▸ Exercise:
Count the lines in the records below that contain the string "shed", matching upper and lower case exactly. Reply with the number only.

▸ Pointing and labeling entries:
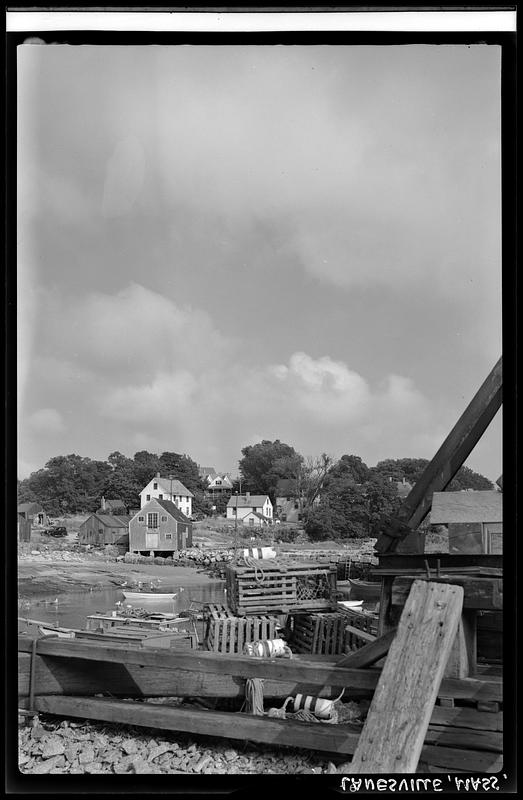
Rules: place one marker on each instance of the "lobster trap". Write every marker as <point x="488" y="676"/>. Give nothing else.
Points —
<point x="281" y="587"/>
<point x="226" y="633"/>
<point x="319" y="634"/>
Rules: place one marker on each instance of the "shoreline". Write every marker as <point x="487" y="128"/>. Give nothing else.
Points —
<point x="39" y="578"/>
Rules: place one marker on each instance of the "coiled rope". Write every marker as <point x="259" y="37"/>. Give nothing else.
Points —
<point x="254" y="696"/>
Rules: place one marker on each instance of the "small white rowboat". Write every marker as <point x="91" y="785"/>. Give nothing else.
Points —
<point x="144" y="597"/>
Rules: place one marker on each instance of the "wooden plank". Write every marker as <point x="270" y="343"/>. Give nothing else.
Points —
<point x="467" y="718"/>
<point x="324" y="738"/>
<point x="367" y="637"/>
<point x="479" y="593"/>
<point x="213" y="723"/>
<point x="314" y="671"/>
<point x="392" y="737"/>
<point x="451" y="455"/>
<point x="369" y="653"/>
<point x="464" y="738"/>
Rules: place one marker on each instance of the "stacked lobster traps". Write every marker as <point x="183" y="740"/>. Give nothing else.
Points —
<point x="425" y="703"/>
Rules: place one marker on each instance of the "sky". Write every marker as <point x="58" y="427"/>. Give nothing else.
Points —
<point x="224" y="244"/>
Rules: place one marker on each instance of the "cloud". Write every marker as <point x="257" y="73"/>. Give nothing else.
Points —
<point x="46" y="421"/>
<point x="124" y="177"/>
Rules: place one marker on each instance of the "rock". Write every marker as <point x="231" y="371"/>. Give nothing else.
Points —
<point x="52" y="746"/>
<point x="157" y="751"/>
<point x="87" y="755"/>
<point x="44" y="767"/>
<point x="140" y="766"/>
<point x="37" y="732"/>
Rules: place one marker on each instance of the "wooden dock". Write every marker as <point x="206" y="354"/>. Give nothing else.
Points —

--

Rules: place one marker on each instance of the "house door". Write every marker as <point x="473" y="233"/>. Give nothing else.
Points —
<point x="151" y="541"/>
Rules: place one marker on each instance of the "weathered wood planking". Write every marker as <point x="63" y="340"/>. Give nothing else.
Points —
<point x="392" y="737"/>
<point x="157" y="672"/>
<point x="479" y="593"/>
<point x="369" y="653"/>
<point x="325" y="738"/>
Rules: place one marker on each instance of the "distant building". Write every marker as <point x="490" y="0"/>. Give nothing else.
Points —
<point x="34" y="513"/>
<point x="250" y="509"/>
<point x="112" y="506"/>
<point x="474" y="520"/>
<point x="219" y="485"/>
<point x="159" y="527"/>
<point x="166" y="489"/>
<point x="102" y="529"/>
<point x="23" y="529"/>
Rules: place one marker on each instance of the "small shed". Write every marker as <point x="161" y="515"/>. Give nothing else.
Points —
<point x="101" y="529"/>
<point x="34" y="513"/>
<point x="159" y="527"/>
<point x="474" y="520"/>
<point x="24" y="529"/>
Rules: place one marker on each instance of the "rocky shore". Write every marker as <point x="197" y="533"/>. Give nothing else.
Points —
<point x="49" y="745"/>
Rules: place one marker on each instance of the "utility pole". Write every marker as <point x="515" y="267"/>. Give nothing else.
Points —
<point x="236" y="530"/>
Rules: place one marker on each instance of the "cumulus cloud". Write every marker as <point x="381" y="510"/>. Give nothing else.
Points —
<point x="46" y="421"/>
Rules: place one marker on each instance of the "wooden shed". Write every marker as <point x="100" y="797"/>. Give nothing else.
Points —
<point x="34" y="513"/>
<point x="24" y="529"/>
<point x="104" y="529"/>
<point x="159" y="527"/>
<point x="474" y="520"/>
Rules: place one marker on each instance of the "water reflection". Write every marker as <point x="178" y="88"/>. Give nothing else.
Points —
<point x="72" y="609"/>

▸ Complete answer:
2